Document source:

Sérigraphie textile : gérer ses couleurs et contrôler ses coûts
Au moment d’acheter son encre de sérigraphie textile le professionnel a plusieurs options. Il peut acheter une couleur standard prête à l’emploi, commander une préparation Pantone à son fournisseur, mélanger les teintes disponibles en stock ou encore utiliser un système de mélange de couleurs. La solution choisie devra répondre à une contrainte de temps et de coût. Revue des différentes options avec Mathieu Litzer.
En sérigraphie textile, mélanger soi-même ou utiliser un système de mise à la teinte : quelles questions faut-il se poser ? Dans lesquelles de ces affirmations vous reconnaissez-vous ?
- Mon atelier n’utilise que 5 couleurs (noir, blanc, rouge, jaune, bleu).
- Mon coloriste a l’oeil pour les couleurs et les obtient du premier coup tout le temps.
- Mon atelier se trouve à proximité immédiate d’un fournisseur d’encres.
- Toute l’encre nécessaire se trouve déjà mélangée et disponible sur les étagères.
- Je ne porte pas d’attention au prix du kilo d’encre et du volume d’encre en stock.

Exercice proposé A: D'après l'article sur la sérigraphie textile, à quelle contrainte la solution choisie pour l'encre devra-t-elle répondre ?
Exercice proposé B: Poursuivez l'article sur la sérigraphie textile à partir de sa dernière affirmation.

Données fournies:
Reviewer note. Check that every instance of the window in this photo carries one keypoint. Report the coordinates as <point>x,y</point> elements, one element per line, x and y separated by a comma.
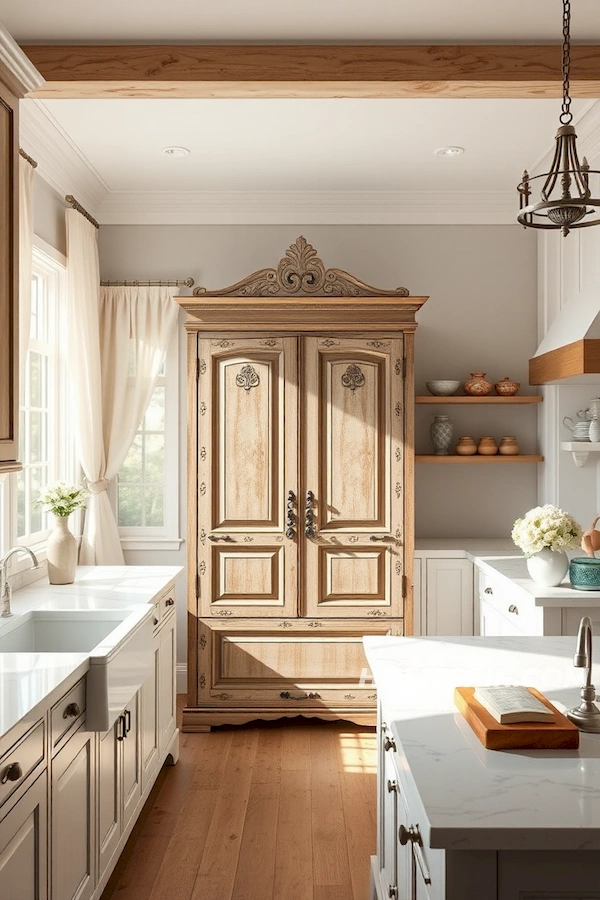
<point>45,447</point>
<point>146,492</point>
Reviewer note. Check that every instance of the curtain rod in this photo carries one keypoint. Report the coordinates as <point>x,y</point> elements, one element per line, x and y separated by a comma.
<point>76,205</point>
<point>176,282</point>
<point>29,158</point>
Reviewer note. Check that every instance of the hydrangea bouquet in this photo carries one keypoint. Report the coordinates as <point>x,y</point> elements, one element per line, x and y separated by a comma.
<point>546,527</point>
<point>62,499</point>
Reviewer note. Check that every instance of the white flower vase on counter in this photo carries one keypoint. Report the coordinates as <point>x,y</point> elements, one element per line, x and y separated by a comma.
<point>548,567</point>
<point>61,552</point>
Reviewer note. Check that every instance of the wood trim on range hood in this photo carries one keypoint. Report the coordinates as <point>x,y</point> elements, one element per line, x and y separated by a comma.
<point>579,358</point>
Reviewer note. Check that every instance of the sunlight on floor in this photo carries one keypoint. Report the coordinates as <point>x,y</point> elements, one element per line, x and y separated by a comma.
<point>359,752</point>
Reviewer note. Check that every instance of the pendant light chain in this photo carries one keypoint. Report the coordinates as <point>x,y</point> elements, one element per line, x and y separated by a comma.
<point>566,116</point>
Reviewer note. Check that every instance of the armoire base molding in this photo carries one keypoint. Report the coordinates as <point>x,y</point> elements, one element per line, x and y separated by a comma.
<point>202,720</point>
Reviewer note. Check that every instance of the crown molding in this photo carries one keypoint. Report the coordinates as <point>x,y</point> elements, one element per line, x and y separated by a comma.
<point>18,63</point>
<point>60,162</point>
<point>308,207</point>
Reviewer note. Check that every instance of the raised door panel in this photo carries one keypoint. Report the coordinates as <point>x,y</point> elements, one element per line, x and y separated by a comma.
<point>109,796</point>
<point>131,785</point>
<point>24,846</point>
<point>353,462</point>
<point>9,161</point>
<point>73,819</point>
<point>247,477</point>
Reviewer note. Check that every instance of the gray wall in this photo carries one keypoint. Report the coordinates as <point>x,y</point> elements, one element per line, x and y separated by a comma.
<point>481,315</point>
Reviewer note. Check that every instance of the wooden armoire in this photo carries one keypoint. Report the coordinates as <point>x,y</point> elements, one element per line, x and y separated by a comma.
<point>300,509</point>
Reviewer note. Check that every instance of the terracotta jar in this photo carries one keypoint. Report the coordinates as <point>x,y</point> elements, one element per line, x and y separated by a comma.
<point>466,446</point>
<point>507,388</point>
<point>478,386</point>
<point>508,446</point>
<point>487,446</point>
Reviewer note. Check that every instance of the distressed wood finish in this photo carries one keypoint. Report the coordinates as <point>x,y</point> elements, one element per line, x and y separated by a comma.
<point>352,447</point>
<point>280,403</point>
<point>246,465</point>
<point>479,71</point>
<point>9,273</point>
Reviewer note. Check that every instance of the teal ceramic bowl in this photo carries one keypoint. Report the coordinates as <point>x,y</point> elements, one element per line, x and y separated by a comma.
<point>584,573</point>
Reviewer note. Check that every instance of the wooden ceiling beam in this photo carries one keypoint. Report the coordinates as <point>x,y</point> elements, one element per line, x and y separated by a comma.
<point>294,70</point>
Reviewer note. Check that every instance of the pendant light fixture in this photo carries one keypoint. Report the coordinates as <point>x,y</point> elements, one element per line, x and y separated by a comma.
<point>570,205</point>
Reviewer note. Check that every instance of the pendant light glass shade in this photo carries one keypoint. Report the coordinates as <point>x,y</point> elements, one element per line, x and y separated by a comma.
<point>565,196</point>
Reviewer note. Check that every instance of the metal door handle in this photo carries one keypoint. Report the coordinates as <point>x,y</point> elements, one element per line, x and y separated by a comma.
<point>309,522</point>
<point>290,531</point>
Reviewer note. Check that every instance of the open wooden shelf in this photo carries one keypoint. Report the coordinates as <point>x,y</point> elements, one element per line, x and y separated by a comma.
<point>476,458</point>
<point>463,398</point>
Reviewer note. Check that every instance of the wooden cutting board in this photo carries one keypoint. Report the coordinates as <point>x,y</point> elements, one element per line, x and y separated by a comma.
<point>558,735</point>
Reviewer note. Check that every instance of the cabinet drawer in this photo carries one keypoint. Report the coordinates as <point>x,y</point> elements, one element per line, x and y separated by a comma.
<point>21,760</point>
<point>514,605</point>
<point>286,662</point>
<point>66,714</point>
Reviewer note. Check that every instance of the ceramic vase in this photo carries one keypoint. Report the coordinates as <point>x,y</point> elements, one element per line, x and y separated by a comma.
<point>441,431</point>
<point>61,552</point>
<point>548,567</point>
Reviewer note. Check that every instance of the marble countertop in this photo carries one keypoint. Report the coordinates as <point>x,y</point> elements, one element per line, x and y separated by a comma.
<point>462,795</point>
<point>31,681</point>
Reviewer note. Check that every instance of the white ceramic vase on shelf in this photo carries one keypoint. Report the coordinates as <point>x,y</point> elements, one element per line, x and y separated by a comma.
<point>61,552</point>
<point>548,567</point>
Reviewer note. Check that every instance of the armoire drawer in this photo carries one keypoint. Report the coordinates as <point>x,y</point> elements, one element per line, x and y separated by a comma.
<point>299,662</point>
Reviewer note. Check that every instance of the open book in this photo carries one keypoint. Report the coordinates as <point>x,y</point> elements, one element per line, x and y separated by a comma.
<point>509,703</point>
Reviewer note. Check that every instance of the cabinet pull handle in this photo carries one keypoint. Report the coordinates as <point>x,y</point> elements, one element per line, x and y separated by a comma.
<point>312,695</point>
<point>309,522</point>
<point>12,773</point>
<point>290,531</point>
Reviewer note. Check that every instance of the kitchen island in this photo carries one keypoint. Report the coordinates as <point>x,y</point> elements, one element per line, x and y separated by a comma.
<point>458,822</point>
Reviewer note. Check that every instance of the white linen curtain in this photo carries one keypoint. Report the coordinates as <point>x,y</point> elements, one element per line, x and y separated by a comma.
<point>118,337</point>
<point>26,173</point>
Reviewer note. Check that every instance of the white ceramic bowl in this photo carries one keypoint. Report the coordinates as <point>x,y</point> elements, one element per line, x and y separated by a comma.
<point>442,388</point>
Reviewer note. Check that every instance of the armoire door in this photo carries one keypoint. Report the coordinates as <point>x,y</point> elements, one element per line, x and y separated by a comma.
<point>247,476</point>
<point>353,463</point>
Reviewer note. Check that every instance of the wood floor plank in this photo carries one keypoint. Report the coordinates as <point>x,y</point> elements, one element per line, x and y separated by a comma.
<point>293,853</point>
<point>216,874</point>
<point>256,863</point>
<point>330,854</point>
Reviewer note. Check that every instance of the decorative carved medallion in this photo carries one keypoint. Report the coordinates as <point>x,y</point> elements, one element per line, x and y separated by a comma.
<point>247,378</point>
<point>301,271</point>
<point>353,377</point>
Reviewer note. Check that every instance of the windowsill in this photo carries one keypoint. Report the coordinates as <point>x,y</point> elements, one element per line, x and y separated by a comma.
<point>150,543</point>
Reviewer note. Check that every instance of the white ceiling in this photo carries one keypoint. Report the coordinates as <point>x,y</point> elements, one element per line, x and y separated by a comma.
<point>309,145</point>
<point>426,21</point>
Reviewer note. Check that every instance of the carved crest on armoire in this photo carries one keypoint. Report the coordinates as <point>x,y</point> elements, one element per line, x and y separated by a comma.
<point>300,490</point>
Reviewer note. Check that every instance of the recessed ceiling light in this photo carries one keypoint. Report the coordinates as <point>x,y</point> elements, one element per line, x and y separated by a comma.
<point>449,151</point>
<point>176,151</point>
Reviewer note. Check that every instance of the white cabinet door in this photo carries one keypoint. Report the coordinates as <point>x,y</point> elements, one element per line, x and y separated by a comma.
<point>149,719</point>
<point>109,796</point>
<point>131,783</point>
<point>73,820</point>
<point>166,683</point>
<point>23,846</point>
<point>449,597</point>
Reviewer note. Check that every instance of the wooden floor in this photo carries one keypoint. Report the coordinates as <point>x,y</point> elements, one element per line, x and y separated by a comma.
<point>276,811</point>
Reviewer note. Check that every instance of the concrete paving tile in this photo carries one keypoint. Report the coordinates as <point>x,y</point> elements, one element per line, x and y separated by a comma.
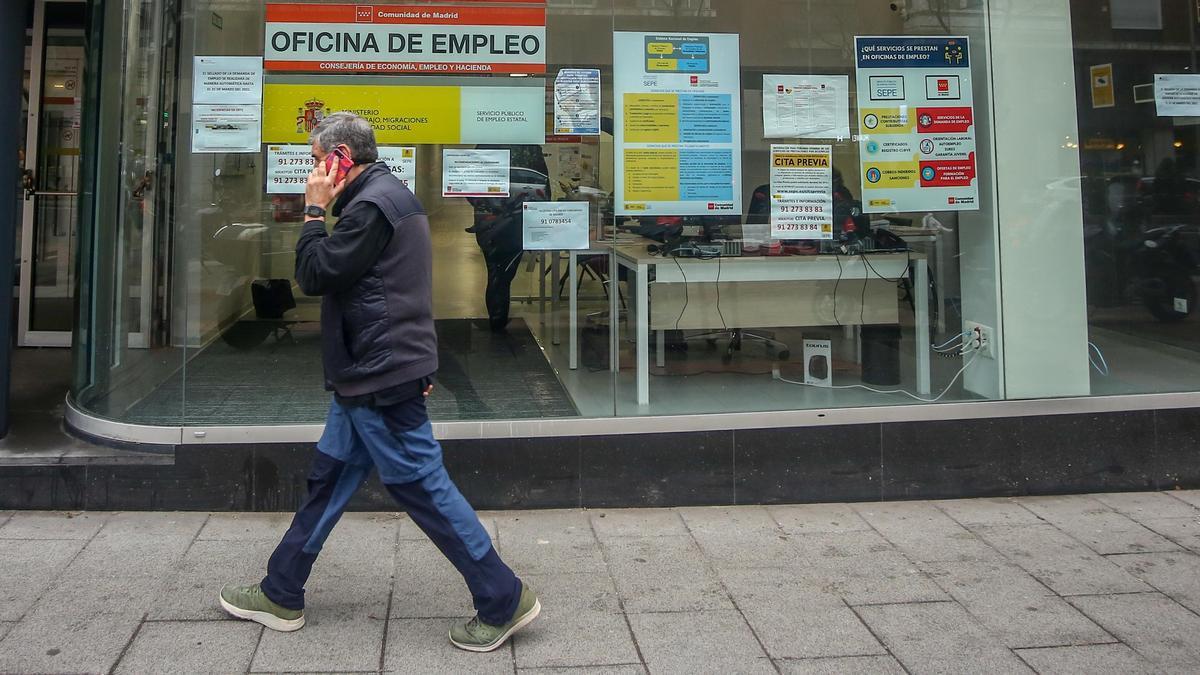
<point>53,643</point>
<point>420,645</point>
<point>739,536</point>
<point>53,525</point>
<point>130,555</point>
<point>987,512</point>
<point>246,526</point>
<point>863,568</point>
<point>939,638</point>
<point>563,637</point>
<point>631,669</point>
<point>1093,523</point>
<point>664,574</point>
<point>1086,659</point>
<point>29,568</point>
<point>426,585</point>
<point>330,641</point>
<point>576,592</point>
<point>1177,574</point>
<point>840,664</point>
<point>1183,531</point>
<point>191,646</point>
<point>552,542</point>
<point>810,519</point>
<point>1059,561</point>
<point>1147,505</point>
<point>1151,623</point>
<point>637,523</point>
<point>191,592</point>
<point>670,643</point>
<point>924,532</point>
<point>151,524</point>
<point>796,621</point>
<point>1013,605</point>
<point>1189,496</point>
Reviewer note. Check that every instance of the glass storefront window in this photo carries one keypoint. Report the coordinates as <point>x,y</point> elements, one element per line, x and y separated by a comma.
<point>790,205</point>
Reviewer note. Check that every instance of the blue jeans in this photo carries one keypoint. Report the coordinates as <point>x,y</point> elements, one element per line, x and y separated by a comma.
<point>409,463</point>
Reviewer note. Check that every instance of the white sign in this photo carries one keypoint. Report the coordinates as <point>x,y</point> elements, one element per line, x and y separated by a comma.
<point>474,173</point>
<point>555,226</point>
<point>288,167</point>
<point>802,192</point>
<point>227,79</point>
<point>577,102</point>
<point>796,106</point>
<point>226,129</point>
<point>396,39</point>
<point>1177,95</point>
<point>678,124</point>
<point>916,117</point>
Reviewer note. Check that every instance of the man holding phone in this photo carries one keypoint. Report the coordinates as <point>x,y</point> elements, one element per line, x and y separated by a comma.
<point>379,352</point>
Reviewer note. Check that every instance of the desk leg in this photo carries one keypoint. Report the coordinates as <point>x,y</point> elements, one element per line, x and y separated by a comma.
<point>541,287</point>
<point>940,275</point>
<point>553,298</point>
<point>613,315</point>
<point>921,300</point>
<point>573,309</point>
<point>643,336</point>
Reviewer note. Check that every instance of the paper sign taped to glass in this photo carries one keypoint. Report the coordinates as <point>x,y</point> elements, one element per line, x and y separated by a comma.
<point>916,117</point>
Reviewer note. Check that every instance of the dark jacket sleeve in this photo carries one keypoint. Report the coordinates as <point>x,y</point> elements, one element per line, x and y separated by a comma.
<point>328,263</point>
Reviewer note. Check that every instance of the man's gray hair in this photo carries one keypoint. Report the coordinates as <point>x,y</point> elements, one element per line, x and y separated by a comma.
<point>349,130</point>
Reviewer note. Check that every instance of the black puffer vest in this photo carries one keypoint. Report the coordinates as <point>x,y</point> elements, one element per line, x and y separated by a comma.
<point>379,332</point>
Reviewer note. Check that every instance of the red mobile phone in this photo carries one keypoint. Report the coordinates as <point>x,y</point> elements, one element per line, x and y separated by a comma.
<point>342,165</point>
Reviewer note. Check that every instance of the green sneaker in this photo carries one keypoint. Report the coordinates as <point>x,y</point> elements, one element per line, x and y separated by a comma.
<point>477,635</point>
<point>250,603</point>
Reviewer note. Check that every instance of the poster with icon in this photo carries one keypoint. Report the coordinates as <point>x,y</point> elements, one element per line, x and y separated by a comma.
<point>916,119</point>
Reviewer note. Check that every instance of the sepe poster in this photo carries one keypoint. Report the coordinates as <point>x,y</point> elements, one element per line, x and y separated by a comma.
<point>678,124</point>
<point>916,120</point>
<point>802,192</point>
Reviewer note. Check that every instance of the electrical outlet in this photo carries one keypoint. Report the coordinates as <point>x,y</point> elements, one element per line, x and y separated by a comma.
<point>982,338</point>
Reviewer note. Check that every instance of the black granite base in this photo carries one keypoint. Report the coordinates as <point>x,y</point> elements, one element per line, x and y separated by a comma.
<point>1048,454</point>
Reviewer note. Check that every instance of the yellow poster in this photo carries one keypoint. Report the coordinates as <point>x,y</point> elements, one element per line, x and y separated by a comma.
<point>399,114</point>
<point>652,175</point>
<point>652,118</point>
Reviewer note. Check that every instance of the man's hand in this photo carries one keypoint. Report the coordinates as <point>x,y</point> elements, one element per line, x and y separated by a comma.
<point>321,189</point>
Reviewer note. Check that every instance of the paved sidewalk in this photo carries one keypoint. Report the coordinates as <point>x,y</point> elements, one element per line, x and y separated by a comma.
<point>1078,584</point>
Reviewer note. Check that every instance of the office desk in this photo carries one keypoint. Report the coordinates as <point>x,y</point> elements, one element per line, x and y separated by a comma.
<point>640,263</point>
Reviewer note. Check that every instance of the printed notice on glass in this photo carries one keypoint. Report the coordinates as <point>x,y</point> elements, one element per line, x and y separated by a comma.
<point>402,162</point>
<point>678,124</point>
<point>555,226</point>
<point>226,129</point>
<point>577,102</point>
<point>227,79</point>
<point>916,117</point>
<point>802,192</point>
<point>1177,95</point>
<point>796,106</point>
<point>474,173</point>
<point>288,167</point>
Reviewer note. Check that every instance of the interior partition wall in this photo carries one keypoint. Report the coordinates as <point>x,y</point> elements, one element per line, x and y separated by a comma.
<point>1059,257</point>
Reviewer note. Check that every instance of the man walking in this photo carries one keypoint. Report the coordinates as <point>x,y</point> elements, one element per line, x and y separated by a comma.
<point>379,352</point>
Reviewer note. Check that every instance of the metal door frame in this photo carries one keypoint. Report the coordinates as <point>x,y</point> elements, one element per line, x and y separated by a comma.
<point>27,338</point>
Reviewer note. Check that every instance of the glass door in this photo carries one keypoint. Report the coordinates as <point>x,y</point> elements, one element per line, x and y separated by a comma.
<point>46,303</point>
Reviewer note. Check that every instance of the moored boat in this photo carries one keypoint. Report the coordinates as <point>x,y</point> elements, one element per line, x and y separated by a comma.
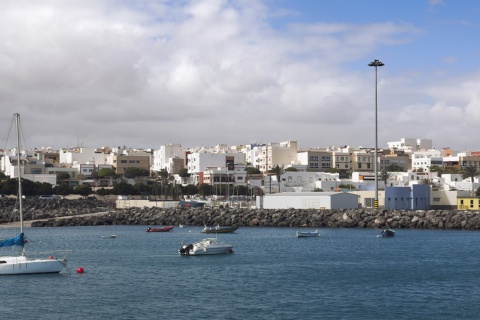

Réponse A: À une contrainte de temps et de coût.

Réponse B:
Si vous avez répondu « oui » à toutes ces affirmations, vous n’avez pas besoin d’un système de mélange d’encres. Si vous avez répondu « non », la question devient légitime.
Lorsque l’on mélange soi-même, il convient d’ajouter au prix d’achat de l’encre le temps passé à formuler. Si l’on n’obtient pas la teinte du premier coup, le temps de préparation s’en trouvera rallongé et l’on aura probablement préparé plus d’encre qu’il n’en aurait fallu pour la commande. Enfin, en cas de risque d’erreur de formulation, on n’est pas à l’abri d’un retour client. S’y ajoutent, alors, le cas échéant, le coût de remplacement et les coûts de transport en express pour une commande d’une mise à la teinte chez le fournisseur d’encres.
Réaliser une teinte à partir de divers pots disponibles dans l’atelier n’est pas toujours simple car de nombreuses couleurs standards sont déjà obtenues par mélange de teintes et ne sont donc pas monopigmentaires. De ce fait, il en résulte une impossibilité technique de formuler certaines couleurs, les teintes vives en particulier. Il en est de même de la formulation avec les teintes dites « super opaques » qui contiennent déjà d’origine beaucoup de blanc.
Certaines teintes Pantone existent en standard chez les fournisseurs d’encres. C’est le cas du 485C par exemple, mais peu sont ainsi disponibles. Il faudra les stocker. C’est donc une solution coûteuse, si leur utilisation n’est pas régulière.
Une autre possibilité serait de faire la teinte à partir d’un système de mélange proposé par les fabricants d’encres.
Quels sont les différents systèmes de mélanges disponibles ?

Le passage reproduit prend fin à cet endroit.